DATASET EXCERPTS ▸
* begin *

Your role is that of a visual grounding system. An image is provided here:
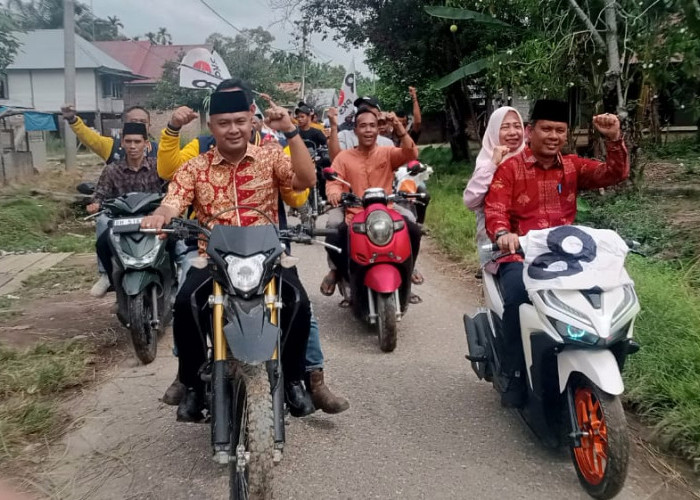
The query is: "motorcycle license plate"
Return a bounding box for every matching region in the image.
[112,217,143,233]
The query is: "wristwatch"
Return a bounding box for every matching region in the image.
[282,127,299,139]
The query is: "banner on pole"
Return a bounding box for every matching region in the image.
[180,47,231,90]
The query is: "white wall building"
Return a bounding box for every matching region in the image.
[0,29,140,129]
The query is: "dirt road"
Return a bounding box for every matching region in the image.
[32,239,690,500]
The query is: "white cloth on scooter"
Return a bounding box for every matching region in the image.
[520,226,633,292]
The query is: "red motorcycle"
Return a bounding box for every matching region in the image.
[324,168,426,352]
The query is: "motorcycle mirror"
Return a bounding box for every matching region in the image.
[406,160,425,175]
[323,167,338,181]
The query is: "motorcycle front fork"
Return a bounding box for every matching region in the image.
[211,278,285,463]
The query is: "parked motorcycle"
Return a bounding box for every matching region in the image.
[102,193,177,364]
[298,141,331,230]
[150,213,340,500]
[464,226,640,499]
[324,168,425,352]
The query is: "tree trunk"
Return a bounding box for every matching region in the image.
[447,86,471,161]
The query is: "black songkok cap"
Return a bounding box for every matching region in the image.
[209,90,250,116]
[122,123,148,139]
[530,99,569,124]
[294,101,314,115]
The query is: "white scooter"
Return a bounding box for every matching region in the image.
[464,226,640,499]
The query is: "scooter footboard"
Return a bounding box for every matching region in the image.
[557,349,625,396]
[464,310,491,379]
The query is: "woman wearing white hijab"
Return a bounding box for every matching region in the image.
[464,106,525,264]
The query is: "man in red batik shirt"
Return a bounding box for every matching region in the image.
[484,100,629,407]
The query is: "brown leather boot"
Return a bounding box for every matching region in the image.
[306,368,350,413]
[161,377,186,406]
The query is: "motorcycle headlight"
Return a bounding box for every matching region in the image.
[549,318,600,345]
[225,253,265,293]
[365,210,394,247]
[112,233,165,269]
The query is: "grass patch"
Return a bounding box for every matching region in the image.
[0,341,93,460]
[0,191,95,252]
[420,147,479,265]
[625,256,700,459]
[421,148,700,459]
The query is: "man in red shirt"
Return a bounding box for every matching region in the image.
[484,100,629,407]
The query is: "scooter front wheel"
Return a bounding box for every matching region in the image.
[571,377,629,499]
[377,293,397,352]
[127,290,158,365]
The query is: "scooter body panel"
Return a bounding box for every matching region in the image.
[365,264,401,293]
[557,349,625,396]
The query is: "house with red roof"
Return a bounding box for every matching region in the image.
[92,40,212,108]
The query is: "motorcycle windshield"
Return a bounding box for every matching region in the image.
[207,224,283,258]
[105,193,163,216]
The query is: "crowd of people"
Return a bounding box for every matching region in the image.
[63,80,629,421]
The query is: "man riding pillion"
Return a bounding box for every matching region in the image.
[61,104,158,297]
[87,123,165,290]
[324,107,421,300]
[484,100,629,407]
[141,91,324,422]
[158,79,350,413]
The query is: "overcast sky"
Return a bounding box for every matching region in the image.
[90,0,368,74]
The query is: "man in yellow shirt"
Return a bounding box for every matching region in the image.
[61,104,158,163]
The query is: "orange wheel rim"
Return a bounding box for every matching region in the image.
[574,387,608,485]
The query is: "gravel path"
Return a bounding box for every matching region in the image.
[34,235,690,500]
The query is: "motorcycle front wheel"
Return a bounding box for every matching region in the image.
[229,365,275,500]
[127,289,158,365]
[376,293,397,352]
[571,376,629,500]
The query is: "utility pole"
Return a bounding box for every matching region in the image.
[301,26,306,101]
[63,0,78,170]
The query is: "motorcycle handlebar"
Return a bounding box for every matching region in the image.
[311,228,338,236]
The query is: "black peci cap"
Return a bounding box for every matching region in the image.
[530,99,569,124]
[353,96,382,111]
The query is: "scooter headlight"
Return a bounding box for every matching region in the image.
[365,210,394,247]
[549,318,600,345]
[225,253,265,293]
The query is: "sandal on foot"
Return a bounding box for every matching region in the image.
[411,269,425,285]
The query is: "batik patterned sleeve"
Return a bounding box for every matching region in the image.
[484,162,516,240]
[264,147,294,189]
[161,157,199,214]
[575,139,630,189]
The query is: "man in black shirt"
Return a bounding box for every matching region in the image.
[295,101,327,149]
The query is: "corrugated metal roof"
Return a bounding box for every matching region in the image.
[7,29,133,73]
[93,40,211,84]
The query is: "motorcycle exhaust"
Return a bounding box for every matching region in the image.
[464,311,490,379]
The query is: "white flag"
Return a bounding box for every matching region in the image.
[180,47,231,90]
[338,60,357,125]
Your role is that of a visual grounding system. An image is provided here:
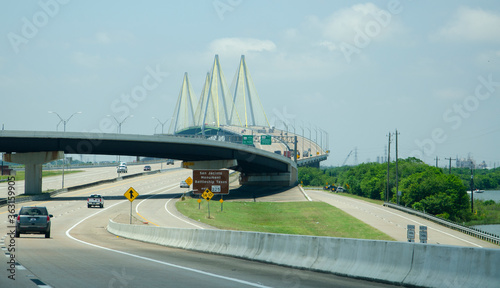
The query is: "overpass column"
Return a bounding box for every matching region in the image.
[3,151,64,195]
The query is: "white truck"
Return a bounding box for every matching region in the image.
[116,164,128,173]
[87,194,104,208]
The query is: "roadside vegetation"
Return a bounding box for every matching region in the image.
[176,197,394,240]
[299,158,500,225]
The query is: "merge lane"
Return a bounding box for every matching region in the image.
[306,190,500,249]
[0,173,396,287]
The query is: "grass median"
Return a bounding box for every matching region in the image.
[176,197,394,240]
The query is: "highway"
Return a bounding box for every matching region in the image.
[0,169,396,287]
[0,161,178,198]
[306,190,500,249]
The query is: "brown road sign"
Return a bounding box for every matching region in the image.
[123,187,139,202]
[193,170,229,194]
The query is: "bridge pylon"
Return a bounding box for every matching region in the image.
[168,72,196,133]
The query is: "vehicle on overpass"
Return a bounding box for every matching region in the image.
[14,206,54,238]
[87,194,104,208]
[323,184,337,192]
[116,165,128,173]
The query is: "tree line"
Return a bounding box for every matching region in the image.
[299,157,500,222]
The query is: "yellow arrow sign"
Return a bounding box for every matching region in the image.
[207,191,214,200]
[123,187,139,202]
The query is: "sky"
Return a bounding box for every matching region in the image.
[0,0,500,167]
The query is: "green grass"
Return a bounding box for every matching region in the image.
[0,170,83,181]
[331,192,384,205]
[176,197,394,240]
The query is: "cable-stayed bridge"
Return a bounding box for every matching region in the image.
[0,55,329,194]
[168,55,329,167]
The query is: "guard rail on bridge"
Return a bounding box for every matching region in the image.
[384,202,500,245]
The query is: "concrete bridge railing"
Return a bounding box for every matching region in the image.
[107,220,500,288]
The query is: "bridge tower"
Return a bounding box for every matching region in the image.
[200,55,241,132]
[168,72,196,134]
[231,55,270,127]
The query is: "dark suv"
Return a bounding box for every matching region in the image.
[15,206,53,238]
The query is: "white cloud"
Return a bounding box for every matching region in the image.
[73,52,101,68]
[432,6,500,42]
[95,32,111,44]
[476,50,500,68]
[210,38,276,55]
[434,88,467,101]
[316,3,400,43]
[317,40,339,51]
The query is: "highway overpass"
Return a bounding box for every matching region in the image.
[0,130,297,194]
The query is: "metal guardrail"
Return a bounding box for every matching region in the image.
[384,202,500,245]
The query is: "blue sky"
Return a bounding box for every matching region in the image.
[0,0,500,166]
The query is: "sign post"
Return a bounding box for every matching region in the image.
[243,135,253,145]
[193,170,229,194]
[182,177,193,201]
[406,224,415,242]
[123,187,139,224]
[419,226,427,243]
[260,135,272,145]
[201,189,214,219]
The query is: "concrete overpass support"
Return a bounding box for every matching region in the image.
[3,151,64,195]
[240,166,299,186]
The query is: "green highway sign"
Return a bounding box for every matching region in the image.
[243,135,253,145]
[260,135,272,145]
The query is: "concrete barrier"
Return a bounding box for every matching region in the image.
[107,220,500,288]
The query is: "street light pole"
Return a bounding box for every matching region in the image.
[153,116,172,134]
[49,111,82,132]
[49,111,82,189]
[106,114,134,164]
[106,115,134,134]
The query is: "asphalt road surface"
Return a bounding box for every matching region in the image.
[0,161,182,198]
[0,169,396,288]
[306,190,500,249]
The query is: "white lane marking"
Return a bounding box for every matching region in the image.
[165,199,205,229]
[66,200,269,288]
[314,191,483,248]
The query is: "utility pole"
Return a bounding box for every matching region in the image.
[396,129,399,205]
[444,157,457,175]
[385,132,391,202]
[470,162,474,213]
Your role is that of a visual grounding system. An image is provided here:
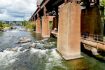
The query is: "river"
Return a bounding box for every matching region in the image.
[0,26,105,70]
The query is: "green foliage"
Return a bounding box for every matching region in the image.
[100,0,105,6]
[0,21,11,31]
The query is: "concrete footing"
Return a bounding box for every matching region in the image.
[57,2,81,60]
[42,16,53,37]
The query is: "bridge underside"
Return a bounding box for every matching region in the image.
[30,0,103,60]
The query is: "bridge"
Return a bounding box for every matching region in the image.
[30,0,105,60]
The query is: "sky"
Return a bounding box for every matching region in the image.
[0,0,37,21]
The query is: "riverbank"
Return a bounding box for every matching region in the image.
[0,27,105,70]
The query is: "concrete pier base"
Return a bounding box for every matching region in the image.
[36,18,41,33]
[57,2,81,60]
[42,16,53,37]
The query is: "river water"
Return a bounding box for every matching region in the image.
[0,26,105,70]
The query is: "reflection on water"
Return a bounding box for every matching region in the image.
[0,26,105,70]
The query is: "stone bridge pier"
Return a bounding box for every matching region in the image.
[31,0,102,60]
[57,2,81,60]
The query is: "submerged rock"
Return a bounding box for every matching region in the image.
[18,37,31,43]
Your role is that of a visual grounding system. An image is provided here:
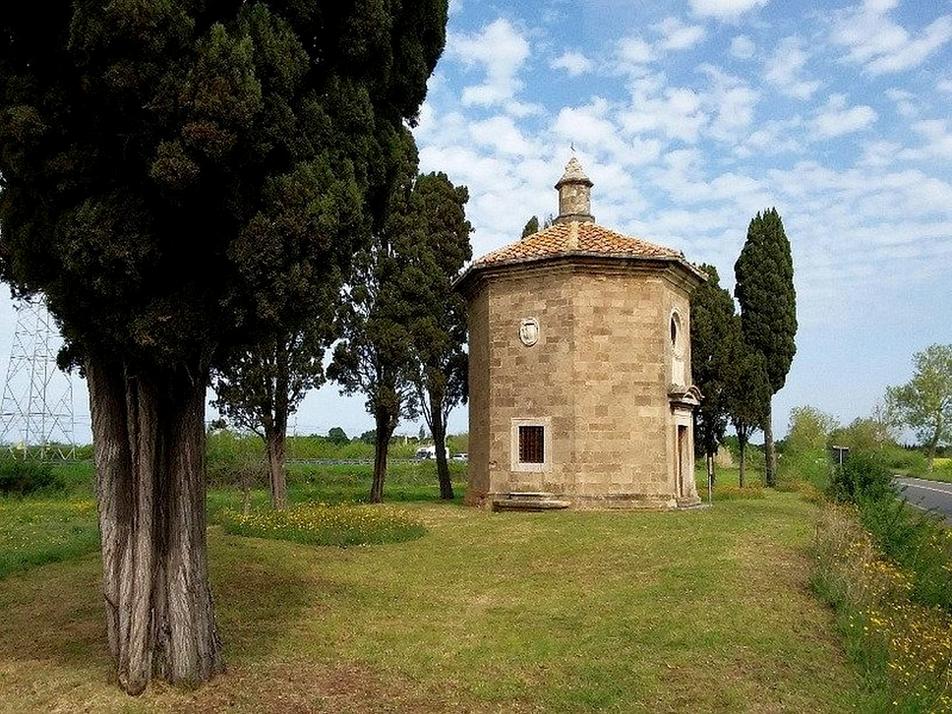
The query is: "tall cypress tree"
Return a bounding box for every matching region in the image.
[734,208,797,486]
[691,265,735,480]
[0,0,447,694]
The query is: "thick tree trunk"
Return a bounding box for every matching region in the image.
[764,399,777,487]
[87,359,224,694]
[737,434,747,488]
[429,392,453,501]
[265,429,288,510]
[370,408,396,503]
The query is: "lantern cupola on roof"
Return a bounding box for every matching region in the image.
[555,156,595,223]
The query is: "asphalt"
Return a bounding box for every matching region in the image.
[896,478,952,525]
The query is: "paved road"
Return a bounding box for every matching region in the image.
[896,478,952,525]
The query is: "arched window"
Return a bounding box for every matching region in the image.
[671,310,684,356]
[668,310,685,385]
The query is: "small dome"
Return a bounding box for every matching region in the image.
[555,156,594,188]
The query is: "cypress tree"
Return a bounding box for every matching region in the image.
[691,265,735,481]
[734,208,797,486]
[0,0,447,694]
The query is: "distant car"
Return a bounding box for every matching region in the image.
[415,446,436,461]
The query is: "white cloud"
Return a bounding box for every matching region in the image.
[619,80,708,143]
[764,37,820,99]
[469,116,538,156]
[618,37,655,65]
[731,35,757,59]
[652,17,705,50]
[447,18,529,106]
[549,52,595,77]
[698,65,760,141]
[690,0,767,20]
[832,0,952,75]
[811,94,878,139]
[912,119,952,159]
[886,87,919,119]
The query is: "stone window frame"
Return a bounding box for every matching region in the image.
[668,308,685,359]
[509,417,552,473]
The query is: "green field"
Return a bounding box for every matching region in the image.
[0,464,868,712]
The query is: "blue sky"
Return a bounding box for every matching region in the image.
[0,0,952,444]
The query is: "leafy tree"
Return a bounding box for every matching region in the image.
[723,316,771,488]
[786,406,839,451]
[328,131,417,503]
[398,173,473,499]
[734,208,797,486]
[327,426,350,446]
[520,216,539,238]
[213,322,337,508]
[0,0,447,694]
[691,265,736,481]
[886,344,952,471]
[830,414,895,451]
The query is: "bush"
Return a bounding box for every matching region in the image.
[0,459,65,496]
[826,451,894,503]
[221,504,426,547]
[812,505,952,712]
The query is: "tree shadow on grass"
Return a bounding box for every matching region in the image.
[0,530,321,679]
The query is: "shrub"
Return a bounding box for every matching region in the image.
[812,505,952,712]
[0,459,65,496]
[859,498,952,613]
[221,504,426,547]
[826,451,893,503]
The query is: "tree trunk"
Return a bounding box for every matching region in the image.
[764,399,777,488]
[370,414,396,503]
[87,359,224,694]
[429,391,453,501]
[737,434,747,488]
[265,428,288,510]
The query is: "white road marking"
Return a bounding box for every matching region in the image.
[903,483,952,496]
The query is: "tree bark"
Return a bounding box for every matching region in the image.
[429,391,453,501]
[370,414,396,503]
[764,399,777,488]
[265,429,288,510]
[737,434,747,488]
[86,358,224,694]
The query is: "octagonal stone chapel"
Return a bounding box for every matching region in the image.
[457,157,704,510]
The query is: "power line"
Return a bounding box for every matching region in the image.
[0,297,76,459]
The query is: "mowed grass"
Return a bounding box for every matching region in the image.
[0,484,869,712]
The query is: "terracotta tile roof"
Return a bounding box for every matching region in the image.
[467,221,693,272]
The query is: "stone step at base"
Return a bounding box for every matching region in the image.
[493,491,572,511]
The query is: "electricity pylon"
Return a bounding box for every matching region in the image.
[0,297,76,460]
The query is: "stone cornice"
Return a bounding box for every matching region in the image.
[454,251,707,299]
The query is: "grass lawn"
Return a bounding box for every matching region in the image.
[0,458,869,712]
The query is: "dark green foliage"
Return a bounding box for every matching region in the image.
[327,426,350,444]
[859,494,952,612]
[723,316,770,486]
[395,173,473,499]
[0,458,66,496]
[886,344,952,471]
[827,451,894,503]
[328,130,417,501]
[0,0,446,378]
[691,265,736,464]
[734,208,797,393]
[734,208,797,486]
[520,216,539,238]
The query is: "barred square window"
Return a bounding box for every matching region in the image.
[519,426,545,464]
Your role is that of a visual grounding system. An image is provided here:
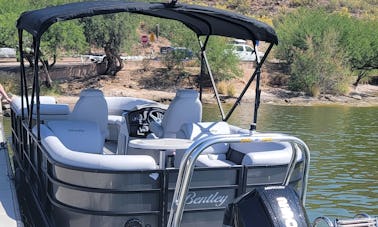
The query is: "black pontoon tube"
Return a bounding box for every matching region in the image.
[198,35,224,119]
[223,43,274,127]
[167,133,310,227]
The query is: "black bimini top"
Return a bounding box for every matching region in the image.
[17,1,278,44]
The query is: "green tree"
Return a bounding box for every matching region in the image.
[274,8,378,94]
[82,13,139,76]
[154,20,242,81]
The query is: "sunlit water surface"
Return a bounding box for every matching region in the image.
[4,103,378,221]
[203,103,378,221]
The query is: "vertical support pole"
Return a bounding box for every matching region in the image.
[18,29,29,119]
[198,36,225,120]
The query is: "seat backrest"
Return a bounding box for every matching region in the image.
[177,121,230,154]
[47,120,105,154]
[69,88,109,139]
[161,89,202,138]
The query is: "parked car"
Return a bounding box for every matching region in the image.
[160,46,193,60]
[0,47,16,58]
[231,43,264,61]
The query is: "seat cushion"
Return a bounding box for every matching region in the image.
[196,154,236,167]
[47,120,105,154]
[227,142,302,165]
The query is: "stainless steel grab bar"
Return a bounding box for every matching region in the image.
[167,132,310,227]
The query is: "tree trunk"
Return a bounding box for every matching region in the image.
[104,45,123,76]
[353,71,367,87]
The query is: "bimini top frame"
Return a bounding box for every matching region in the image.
[17,1,278,137]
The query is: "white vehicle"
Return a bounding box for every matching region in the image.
[232,44,264,61]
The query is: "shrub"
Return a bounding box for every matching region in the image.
[274,9,378,94]
[289,30,350,96]
[227,83,236,97]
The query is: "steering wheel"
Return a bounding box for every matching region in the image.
[147,109,164,124]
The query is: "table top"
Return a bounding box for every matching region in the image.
[129,138,193,150]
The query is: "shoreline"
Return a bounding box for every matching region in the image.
[56,85,378,110]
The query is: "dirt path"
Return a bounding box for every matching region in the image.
[0,58,378,106]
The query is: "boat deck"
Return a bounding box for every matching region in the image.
[0,116,24,227]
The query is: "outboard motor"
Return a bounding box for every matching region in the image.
[223,186,310,227]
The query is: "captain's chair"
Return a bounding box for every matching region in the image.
[150,89,202,138]
[69,88,109,139]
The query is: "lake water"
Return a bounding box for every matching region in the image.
[4,103,378,221]
[203,103,378,221]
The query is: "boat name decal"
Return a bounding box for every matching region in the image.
[185,192,228,207]
[276,197,298,227]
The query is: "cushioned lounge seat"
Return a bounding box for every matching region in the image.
[175,122,230,167]
[176,122,302,167]
[69,88,109,140]
[47,120,105,154]
[33,121,158,171]
[11,96,70,120]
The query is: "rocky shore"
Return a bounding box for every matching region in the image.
[0,59,378,106]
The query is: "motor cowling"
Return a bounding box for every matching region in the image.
[223,186,310,227]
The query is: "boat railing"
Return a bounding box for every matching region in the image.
[312,213,378,227]
[167,132,310,227]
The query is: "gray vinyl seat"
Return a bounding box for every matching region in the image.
[69,88,109,140]
[150,89,202,138]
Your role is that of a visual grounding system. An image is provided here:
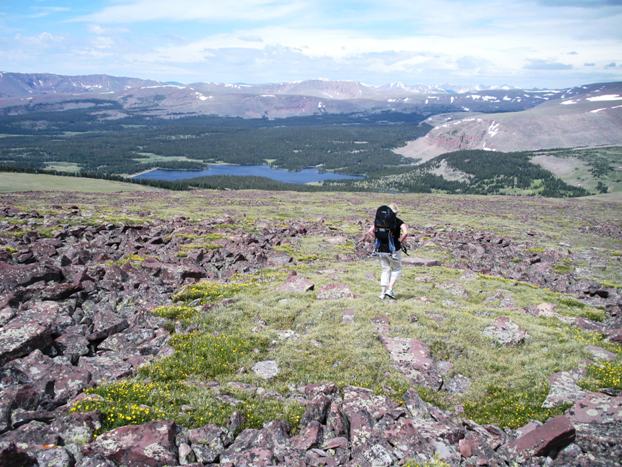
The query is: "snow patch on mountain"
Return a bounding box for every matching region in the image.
[586,94,622,102]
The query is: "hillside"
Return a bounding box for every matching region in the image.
[0,191,622,466]
[333,146,622,197]
[396,83,622,161]
[0,172,160,193]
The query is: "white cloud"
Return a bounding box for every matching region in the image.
[76,0,310,23]
[15,31,65,48]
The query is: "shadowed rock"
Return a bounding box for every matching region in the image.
[0,262,63,292]
[484,316,528,345]
[568,392,622,423]
[83,421,177,467]
[317,283,354,300]
[512,416,575,456]
[542,370,585,408]
[188,425,232,464]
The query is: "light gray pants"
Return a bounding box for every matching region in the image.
[380,251,402,287]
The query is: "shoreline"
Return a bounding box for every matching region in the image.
[127,167,160,179]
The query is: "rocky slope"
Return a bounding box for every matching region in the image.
[396,83,622,161]
[0,192,622,466]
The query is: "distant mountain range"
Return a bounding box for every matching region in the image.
[0,73,566,118]
[396,83,622,162]
[0,72,622,156]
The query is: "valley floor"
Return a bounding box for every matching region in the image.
[0,191,622,465]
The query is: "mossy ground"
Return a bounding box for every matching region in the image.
[0,191,622,428]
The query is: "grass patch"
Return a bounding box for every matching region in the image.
[151,305,197,321]
[579,360,622,391]
[70,379,304,434]
[106,253,146,267]
[464,381,570,428]
[553,258,574,274]
[141,332,268,381]
[173,280,248,304]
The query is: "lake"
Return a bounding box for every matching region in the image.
[133,165,363,184]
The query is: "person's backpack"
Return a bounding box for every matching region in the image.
[374,206,397,255]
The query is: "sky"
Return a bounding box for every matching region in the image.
[0,0,622,88]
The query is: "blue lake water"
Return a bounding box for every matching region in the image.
[134,165,363,184]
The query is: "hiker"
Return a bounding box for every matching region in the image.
[365,204,408,300]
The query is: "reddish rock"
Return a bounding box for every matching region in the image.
[292,421,323,451]
[300,394,331,426]
[83,421,177,467]
[88,309,129,341]
[8,350,91,404]
[607,328,622,344]
[0,443,39,467]
[542,370,585,408]
[0,262,63,292]
[322,436,348,449]
[317,283,354,300]
[0,302,60,365]
[512,415,576,456]
[458,437,477,459]
[78,354,132,384]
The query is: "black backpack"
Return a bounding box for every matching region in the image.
[374,206,397,254]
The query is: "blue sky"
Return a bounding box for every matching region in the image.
[0,0,622,87]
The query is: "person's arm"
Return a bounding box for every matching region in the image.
[400,224,408,243]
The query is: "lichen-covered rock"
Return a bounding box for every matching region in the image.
[83,421,177,467]
[542,370,585,408]
[279,272,315,293]
[0,262,63,292]
[78,354,134,384]
[568,392,622,423]
[253,360,279,379]
[88,308,129,341]
[484,316,528,345]
[317,283,354,300]
[0,302,60,365]
[188,425,227,464]
[9,350,91,405]
[512,416,575,457]
[0,442,39,467]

* end *

WHAT IS NEEDED ▸ Please put the entries from the start up to and including the line with "[282,127,299,139]" into a two-column CSV headed input and output. Give one row per text and its answer, with each value in a single quoted field and line breaks changed to spaces, and leave the pictures out.

FINAL RESULT ▸
input,output
"Your role is that of a visual grounding system. An image is provided here: The query is: ""motorcycle license plate"" Return a bounding box for every matching region in the image.","[112,217,143,233]"
"The query is: ""wristwatch"" Return a bounding box for every matching region in the image.","[282,127,299,139]"